* **DATA UNDER STUDY**
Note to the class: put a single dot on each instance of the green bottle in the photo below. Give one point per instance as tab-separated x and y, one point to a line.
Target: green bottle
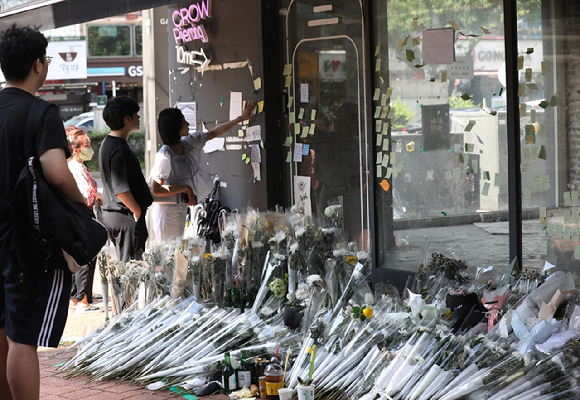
228	375
243	374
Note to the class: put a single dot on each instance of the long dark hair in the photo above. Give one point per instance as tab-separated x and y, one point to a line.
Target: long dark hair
169	124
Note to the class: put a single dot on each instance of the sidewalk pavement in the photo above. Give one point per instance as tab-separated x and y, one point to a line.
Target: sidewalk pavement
54	385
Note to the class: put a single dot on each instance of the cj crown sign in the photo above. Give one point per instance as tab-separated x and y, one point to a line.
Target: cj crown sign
186	22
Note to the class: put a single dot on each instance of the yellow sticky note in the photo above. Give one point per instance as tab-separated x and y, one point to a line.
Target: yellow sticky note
454	25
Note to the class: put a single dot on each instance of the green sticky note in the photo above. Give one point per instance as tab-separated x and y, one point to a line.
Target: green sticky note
485	190
543	248
567	199
474	166
497	179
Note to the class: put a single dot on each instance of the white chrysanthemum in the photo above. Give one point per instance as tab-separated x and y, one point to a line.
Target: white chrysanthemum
299	232
369	298
266	311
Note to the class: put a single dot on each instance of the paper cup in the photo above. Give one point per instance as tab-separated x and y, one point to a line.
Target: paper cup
285	393
305	392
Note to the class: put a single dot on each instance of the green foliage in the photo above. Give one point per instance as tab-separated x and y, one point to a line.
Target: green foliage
136	142
400	113
458	102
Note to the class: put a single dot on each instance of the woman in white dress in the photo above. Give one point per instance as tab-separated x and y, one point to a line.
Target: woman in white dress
177	174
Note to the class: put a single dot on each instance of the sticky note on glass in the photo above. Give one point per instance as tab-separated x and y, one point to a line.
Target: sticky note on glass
497	179
297	152
546	181
527	195
544	247
485	190
567	199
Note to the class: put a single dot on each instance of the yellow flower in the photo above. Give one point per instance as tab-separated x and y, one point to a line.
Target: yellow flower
368	312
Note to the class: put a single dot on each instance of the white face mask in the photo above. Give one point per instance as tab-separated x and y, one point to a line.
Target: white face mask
86	154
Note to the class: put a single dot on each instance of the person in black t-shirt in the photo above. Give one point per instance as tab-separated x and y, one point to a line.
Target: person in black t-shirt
25	321
126	195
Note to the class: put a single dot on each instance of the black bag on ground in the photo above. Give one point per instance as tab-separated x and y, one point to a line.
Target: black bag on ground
44	220
208	223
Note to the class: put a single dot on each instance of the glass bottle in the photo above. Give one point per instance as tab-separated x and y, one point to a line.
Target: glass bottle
228	375
243	374
274	379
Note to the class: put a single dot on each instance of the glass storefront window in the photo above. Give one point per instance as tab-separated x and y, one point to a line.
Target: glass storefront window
109	40
440	132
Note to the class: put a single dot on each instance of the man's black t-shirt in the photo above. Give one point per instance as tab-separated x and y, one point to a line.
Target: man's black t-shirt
120	173
14	108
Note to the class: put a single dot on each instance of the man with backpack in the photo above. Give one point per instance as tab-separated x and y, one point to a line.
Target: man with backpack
33	298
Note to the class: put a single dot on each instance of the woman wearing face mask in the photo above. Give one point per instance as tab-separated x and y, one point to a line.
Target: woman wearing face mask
81	151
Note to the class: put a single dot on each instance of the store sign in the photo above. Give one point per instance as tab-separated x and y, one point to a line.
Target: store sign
69	60
186	24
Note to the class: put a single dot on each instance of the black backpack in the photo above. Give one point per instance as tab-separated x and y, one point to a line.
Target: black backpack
208	225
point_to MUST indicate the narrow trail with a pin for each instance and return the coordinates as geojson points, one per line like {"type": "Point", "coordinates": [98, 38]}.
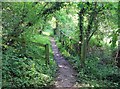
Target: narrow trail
{"type": "Point", "coordinates": [65, 74]}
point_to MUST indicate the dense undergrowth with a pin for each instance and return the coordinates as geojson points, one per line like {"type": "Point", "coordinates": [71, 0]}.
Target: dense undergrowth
{"type": "Point", "coordinates": [28, 69]}
{"type": "Point", "coordinates": [99, 71]}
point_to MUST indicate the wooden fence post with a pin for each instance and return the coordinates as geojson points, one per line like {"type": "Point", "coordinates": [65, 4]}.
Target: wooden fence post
{"type": "Point", "coordinates": [47, 53]}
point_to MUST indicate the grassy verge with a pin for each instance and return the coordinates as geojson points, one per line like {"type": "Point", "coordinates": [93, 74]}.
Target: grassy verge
{"type": "Point", "coordinates": [99, 70]}
{"type": "Point", "coordinates": [25, 67]}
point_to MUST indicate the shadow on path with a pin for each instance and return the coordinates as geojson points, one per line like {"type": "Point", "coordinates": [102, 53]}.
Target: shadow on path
{"type": "Point", "coordinates": [65, 74]}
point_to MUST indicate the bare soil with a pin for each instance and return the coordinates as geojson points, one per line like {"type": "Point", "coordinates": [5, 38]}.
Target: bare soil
{"type": "Point", "coordinates": [66, 75]}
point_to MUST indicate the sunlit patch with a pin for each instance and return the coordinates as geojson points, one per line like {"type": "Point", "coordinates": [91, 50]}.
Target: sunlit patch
{"type": "Point", "coordinates": [46, 33]}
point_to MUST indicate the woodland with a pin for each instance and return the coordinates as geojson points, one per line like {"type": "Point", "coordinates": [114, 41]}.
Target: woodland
{"type": "Point", "coordinates": [86, 34]}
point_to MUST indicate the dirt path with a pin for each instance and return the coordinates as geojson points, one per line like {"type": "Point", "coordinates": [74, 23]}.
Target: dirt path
{"type": "Point", "coordinates": [66, 74]}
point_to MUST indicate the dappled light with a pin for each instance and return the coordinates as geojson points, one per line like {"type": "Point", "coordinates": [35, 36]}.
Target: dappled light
{"type": "Point", "coordinates": [54, 45]}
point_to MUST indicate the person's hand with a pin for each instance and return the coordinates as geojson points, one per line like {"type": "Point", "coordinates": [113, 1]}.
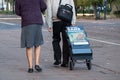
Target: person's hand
{"type": "Point", "coordinates": [50, 29]}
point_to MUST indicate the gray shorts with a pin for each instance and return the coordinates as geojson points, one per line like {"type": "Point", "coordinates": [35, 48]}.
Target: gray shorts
{"type": "Point", "coordinates": [31, 35]}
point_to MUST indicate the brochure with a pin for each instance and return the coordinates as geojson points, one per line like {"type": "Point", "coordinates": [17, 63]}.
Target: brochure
{"type": "Point", "coordinates": [77, 35]}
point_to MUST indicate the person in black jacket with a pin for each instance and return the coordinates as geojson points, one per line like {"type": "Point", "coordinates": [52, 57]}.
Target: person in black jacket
{"type": "Point", "coordinates": [31, 26]}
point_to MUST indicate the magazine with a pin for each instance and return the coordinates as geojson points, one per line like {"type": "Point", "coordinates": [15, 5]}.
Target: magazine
{"type": "Point", "coordinates": [77, 35]}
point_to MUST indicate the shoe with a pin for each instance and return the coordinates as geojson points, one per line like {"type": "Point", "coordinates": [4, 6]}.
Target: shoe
{"type": "Point", "coordinates": [64, 65]}
{"type": "Point", "coordinates": [57, 62]}
{"type": "Point", "coordinates": [38, 68]}
{"type": "Point", "coordinates": [30, 70]}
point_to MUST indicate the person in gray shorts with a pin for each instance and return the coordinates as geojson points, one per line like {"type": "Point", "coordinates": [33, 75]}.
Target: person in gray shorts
{"type": "Point", "coordinates": [31, 29]}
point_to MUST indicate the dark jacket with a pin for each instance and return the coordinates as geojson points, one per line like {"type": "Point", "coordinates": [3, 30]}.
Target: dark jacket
{"type": "Point", "coordinates": [30, 11]}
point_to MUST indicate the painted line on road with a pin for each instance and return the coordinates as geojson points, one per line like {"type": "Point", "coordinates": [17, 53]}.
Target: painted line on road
{"type": "Point", "coordinates": [8, 23]}
{"type": "Point", "coordinates": [107, 42]}
{"type": "Point", "coordinates": [9, 18]}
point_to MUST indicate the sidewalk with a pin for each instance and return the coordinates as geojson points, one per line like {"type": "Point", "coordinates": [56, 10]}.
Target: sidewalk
{"type": "Point", "coordinates": [13, 62]}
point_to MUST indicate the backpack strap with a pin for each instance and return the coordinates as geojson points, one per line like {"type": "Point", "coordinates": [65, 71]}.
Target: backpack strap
{"type": "Point", "coordinates": [60, 2]}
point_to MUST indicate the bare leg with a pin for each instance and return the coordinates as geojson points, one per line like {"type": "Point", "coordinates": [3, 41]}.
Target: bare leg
{"type": "Point", "coordinates": [37, 55]}
{"type": "Point", "coordinates": [29, 57]}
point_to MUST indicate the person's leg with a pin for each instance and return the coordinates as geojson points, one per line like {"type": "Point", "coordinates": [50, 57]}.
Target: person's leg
{"type": "Point", "coordinates": [37, 58]}
{"type": "Point", "coordinates": [65, 50]}
{"type": "Point", "coordinates": [56, 42]}
{"type": "Point", "coordinates": [29, 57]}
{"type": "Point", "coordinates": [65, 46]}
{"type": "Point", "coordinates": [37, 55]}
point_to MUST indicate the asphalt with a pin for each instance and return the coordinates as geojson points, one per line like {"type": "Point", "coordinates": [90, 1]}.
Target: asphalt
{"type": "Point", "coordinates": [13, 62]}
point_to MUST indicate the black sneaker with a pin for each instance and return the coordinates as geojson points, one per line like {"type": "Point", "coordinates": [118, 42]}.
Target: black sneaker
{"type": "Point", "coordinates": [38, 68]}
{"type": "Point", "coordinates": [57, 62]}
{"type": "Point", "coordinates": [30, 70]}
{"type": "Point", "coordinates": [64, 65]}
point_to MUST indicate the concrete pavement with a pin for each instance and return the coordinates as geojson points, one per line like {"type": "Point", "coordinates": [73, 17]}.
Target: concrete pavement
{"type": "Point", "coordinates": [13, 62]}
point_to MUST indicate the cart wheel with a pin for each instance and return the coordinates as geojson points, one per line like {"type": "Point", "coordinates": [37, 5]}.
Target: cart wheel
{"type": "Point", "coordinates": [71, 65]}
{"type": "Point", "coordinates": [88, 63]}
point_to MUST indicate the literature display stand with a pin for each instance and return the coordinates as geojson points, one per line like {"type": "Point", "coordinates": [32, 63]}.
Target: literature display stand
{"type": "Point", "coordinates": [79, 46]}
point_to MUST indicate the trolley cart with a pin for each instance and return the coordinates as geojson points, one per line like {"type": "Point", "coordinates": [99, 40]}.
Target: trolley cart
{"type": "Point", "coordinates": [79, 46]}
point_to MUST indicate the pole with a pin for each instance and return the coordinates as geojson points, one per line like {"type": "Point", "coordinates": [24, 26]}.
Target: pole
{"type": "Point", "coordinates": [2, 5]}
{"type": "Point", "coordinates": [105, 9]}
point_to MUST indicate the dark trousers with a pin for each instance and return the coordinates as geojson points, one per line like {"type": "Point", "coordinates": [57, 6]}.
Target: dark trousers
{"type": "Point", "coordinates": [58, 34]}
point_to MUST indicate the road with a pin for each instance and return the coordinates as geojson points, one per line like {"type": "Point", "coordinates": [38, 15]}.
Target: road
{"type": "Point", "coordinates": [104, 39]}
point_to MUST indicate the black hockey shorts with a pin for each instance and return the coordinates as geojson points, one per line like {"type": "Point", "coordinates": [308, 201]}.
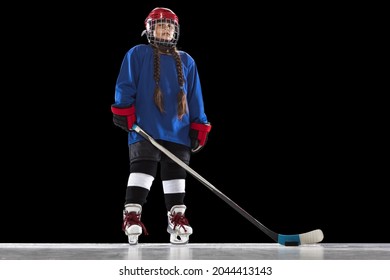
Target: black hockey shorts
{"type": "Point", "coordinates": [144, 158]}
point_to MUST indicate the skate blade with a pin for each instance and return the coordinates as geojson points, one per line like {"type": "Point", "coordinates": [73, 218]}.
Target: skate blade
{"type": "Point", "coordinates": [133, 239]}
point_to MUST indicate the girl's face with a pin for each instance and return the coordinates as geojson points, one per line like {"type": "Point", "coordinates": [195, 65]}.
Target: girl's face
{"type": "Point", "coordinates": [164, 31]}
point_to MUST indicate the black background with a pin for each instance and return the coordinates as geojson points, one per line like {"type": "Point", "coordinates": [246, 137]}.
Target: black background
{"type": "Point", "coordinates": [295, 140]}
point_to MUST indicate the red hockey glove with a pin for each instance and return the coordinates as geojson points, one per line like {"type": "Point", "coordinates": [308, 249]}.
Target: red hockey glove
{"type": "Point", "coordinates": [199, 134]}
{"type": "Point", "coordinates": [124, 117]}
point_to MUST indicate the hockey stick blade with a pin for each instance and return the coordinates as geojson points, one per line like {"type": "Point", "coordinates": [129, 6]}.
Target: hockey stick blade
{"type": "Point", "coordinates": [310, 237]}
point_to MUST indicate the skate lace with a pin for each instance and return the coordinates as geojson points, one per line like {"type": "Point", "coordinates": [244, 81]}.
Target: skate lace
{"type": "Point", "coordinates": [178, 219]}
{"type": "Point", "coordinates": [132, 218]}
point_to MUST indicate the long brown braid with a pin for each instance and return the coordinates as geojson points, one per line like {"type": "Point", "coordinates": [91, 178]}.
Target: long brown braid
{"type": "Point", "coordinates": [158, 97]}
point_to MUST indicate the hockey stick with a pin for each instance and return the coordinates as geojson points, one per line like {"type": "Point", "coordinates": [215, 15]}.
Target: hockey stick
{"type": "Point", "coordinates": [310, 237]}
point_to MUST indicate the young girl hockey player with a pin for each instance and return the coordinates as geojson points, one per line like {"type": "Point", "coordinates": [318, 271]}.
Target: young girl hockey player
{"type": "Point", "coordinates": [158, 88]}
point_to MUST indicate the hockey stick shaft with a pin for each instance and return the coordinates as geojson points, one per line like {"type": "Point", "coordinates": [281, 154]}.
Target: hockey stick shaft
{"type": "Point", "coordinates": [293, 240]}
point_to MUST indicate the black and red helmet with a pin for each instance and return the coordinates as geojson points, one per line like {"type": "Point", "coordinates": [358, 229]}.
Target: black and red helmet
{"type": "Point", "coordinates": [162, 15]}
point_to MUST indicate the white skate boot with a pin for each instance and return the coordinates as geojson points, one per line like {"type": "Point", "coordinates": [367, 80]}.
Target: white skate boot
{"type": "Point", "coordinates": [178, 226]}
{"type": "Point", "coordinates": [132, 226]}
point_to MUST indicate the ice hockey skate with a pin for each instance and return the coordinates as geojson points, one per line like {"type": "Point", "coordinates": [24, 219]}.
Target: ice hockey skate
{"type": "Point", "coordinates": [178, 226]}
{"type": "Point", "coordinates": [132, 225]}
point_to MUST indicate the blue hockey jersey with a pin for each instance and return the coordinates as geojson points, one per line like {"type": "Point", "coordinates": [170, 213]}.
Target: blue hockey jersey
{"type": "Point", "coordinates": [135, 85]}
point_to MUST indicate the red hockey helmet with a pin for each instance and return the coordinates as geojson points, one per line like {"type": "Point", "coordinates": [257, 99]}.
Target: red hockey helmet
{"type": "Point", "coordinates": [161, 15]}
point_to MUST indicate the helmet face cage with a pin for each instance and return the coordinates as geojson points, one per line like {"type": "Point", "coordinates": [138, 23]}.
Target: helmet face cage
{"type": "Point", "coordinates": [169, 25]}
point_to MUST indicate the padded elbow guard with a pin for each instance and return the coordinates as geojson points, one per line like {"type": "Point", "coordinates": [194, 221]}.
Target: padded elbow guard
{"type": "Point", "coordinates": [124, 117]}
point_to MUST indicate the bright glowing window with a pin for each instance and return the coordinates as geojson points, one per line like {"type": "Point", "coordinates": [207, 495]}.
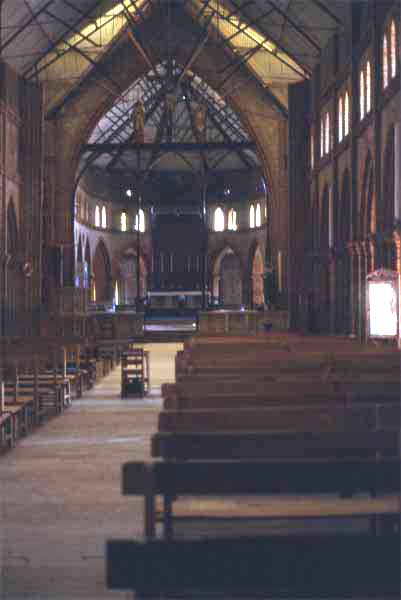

* **INSTRUCTIONS TO FOLLOW**
Please, from the entries above, set down exactly the lines from the one containing "the white face" through the one containing "point_to MUST indicate the narrow", and only those.

* **ANSWER TO THIS PROBLEM**
Note to the class: put a single dot on each instance of the white face mask in the photo above. Give one point per instance as tab-separated x and y, one point to a line.
Target: white face mask
86	154
Note to the class: put a single dot on each instance of the person in black t-shirt in the photo above. Give one point per instance as tab-separated x and y, one point to a line.
Target: person in black t-shirt
25	321
126	195
Note to the class: put a single dot on each instance of the black bag on ground in the photo above. Give one point per instance as tab-separated x and y, one point to a line.
Target: black bag on ground
44	220
208	223
Note to the class: put a single dot on each instance of the glass bottle in the photo above. Give one point per instance as tab-separated x and y, one point to a line.
Target: glass bottle
228	375
243	374
274	379
Note to the class: put a single dot on each instance of the glass storefront window in the photo above. Give one point per instance as tab-separated x and y, one point to a line.
Target: glass storefront window
109	40
440	132
Note to the class: put a single dot on each instance of the man's black t-shirt in the photo above. Give one point per instance as tab-separated x and y, one point to a line.
Target: man's black t-shirt
120	173
14	108
Note to the class: put a single dot on each instance of the man with backpack in the photo above. Give one point per instance as tab-separated x and y, one point to a line.
Target: man with backpack
33	298
Note to the class: put a single dot on each instance of the woman wearing face mask in the photo above. Give one point per instance as tab-separated x and y, one point to a line.
Target: woman wearing face mask
81	151
Note to the class: put a single dot on each instance of the store sign in the photo above. Give one point per instance as tab-separated x and y, one point to a line.
Target: store sign
69	60
186	24
Note to the class: put a single dot on each instance of the black backpack in the photo above. Give one point per instance as tab-separated x and y, one point to a line.
Target: black backpack
208	225
point_to MUST indicate the narrow trail with a pin for each instance and return the coordinates as geojson points, one per line like {"type": "Point", "coordinates": [98, 38]}.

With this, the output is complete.